## [WHAT THE TASK ASKS]
Please turn the records into a numbered list, starting with the line that contains "Can you see the white and" and going on through the line that contains "column 246, row 135", both lines included. Leave out blank lines and all other lines.

## [RECORDS FOR THE TASK]
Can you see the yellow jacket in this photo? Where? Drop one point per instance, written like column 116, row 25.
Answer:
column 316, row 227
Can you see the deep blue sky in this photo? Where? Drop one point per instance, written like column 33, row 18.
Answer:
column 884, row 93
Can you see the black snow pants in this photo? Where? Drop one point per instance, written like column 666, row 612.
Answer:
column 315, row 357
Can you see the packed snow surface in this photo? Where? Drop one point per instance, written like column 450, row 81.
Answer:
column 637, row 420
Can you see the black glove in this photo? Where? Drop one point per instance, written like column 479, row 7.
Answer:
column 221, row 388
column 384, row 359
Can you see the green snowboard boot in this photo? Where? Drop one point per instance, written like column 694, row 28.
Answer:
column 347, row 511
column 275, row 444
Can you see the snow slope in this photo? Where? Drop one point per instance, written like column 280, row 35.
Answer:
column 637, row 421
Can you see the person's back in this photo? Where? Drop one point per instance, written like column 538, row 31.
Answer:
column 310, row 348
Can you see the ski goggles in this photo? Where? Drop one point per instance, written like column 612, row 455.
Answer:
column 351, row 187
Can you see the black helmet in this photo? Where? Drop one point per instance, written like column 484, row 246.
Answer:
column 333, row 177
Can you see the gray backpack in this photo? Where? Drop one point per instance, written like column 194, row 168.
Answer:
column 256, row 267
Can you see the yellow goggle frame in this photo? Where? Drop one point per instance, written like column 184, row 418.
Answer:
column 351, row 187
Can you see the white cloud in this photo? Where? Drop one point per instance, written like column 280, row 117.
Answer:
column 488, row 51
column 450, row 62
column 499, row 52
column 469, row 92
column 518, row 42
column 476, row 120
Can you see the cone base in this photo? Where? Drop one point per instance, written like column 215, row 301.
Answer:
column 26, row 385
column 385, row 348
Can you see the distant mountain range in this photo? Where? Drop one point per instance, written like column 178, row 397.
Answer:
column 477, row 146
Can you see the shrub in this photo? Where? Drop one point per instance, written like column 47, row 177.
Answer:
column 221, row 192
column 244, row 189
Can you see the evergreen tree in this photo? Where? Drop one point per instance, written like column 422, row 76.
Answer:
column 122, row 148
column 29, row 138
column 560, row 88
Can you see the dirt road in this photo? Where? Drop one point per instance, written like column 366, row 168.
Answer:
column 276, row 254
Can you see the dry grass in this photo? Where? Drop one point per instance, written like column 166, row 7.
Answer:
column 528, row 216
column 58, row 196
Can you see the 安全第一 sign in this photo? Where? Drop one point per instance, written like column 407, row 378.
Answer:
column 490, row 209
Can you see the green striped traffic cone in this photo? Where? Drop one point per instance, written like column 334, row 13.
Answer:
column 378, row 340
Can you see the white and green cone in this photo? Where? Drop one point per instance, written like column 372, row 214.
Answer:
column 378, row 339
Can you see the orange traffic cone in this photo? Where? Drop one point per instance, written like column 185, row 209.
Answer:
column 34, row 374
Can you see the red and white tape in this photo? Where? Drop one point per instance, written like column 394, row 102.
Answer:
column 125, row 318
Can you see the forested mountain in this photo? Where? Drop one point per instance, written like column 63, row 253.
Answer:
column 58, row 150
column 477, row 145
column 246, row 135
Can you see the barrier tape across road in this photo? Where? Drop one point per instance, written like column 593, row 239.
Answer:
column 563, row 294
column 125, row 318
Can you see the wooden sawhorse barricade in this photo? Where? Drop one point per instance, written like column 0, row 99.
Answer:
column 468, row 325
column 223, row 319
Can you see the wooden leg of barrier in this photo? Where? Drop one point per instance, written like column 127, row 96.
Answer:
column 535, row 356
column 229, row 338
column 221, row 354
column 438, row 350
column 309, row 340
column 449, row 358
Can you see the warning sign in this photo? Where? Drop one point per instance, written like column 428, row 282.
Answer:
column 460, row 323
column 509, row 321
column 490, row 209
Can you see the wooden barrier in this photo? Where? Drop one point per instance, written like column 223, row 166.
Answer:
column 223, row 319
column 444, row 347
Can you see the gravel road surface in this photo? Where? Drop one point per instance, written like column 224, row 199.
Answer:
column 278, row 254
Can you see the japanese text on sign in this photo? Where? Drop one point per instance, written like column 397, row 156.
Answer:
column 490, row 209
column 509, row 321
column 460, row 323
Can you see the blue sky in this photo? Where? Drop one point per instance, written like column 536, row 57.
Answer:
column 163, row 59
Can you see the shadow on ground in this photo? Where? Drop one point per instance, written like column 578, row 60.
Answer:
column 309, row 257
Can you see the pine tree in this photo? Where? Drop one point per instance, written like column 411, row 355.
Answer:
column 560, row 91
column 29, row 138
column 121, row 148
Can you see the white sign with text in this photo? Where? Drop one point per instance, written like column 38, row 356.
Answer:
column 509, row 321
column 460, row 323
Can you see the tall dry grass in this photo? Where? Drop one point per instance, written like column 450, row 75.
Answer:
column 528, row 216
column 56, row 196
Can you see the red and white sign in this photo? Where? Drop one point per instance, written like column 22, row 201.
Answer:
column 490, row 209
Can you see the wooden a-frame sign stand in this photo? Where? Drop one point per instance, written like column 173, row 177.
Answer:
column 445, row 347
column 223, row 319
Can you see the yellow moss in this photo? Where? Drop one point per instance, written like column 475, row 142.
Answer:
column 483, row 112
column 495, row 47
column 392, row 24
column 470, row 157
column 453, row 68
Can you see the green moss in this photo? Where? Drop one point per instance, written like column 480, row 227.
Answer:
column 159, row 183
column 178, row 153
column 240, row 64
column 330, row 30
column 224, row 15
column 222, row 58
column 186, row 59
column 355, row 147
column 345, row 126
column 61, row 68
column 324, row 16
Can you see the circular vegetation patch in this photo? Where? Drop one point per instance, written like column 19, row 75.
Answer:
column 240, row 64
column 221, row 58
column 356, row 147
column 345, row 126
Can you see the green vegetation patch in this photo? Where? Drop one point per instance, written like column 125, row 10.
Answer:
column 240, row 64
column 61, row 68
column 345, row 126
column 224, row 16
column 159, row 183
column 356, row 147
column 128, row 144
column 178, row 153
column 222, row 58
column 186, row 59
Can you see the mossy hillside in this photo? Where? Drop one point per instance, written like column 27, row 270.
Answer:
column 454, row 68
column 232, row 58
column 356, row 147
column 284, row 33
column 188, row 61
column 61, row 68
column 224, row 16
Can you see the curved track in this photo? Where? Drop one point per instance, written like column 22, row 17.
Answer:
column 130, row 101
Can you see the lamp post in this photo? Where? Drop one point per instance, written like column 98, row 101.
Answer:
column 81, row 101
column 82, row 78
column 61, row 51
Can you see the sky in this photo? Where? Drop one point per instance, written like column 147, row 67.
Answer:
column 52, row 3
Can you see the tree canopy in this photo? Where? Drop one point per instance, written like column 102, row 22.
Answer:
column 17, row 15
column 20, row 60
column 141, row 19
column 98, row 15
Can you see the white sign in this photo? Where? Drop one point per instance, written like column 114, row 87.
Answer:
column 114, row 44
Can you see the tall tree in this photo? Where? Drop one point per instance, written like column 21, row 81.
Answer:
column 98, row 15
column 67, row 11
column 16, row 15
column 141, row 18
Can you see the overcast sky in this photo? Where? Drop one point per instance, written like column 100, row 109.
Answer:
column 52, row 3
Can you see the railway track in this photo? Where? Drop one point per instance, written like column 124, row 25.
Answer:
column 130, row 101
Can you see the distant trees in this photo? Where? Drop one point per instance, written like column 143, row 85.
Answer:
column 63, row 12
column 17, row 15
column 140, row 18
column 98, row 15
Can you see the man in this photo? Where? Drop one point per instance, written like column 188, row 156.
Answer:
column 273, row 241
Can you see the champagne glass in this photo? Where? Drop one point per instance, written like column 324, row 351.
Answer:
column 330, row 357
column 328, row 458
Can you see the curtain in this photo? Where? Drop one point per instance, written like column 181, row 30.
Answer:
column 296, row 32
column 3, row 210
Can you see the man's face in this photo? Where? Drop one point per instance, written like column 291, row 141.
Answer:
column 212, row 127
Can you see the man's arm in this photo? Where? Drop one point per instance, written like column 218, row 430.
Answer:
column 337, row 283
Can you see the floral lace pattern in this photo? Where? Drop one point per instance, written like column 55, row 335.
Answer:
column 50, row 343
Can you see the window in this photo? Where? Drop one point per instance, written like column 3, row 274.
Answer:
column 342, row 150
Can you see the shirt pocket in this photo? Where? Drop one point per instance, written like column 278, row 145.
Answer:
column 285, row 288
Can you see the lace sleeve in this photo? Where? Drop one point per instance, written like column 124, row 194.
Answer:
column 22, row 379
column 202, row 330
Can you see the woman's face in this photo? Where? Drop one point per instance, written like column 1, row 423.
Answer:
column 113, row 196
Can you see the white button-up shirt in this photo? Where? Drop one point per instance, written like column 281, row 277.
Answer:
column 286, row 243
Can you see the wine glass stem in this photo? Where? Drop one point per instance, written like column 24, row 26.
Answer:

## [ANSWER TO THIS EXERCISE]
1. Can you see the white and green cone in this photo? Where? Drop one point per instance, written like column 372, row 214.
2. Answer:
3. column 378, row 339
4. Can you see the orange traffic cone in this photo? Where? Drop one point per instance, written like column 185, row 209.
5. Answer:
6. column 34, row 374
7. Can you see the red and white tape in this photo? Where? Drop one point per instance, written like column 394, row 102.
8. Answer:
9. column 125, row 318
10. Can you see the forested mountain in this photo? Where? Drop one point per instance, written like column 63, row 253.
11. Answer:
12. column 58, row 150
13. column 477, row 145
14. column 246, row 135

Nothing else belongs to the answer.